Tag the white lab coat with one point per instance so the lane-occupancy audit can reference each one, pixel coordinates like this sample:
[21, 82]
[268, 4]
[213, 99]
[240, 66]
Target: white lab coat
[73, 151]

■ ■ ■

## Your objective
Restate each line of the records above without any deviation.

## Output
Tag the white lab coat with one point per instance so the lane-occupancy audit can reference each one, pixel coordinates like this sample:
[21, 82]
[268, 4]
[213, 99]
[240, 66]
Target: white lab coat
[73, 151]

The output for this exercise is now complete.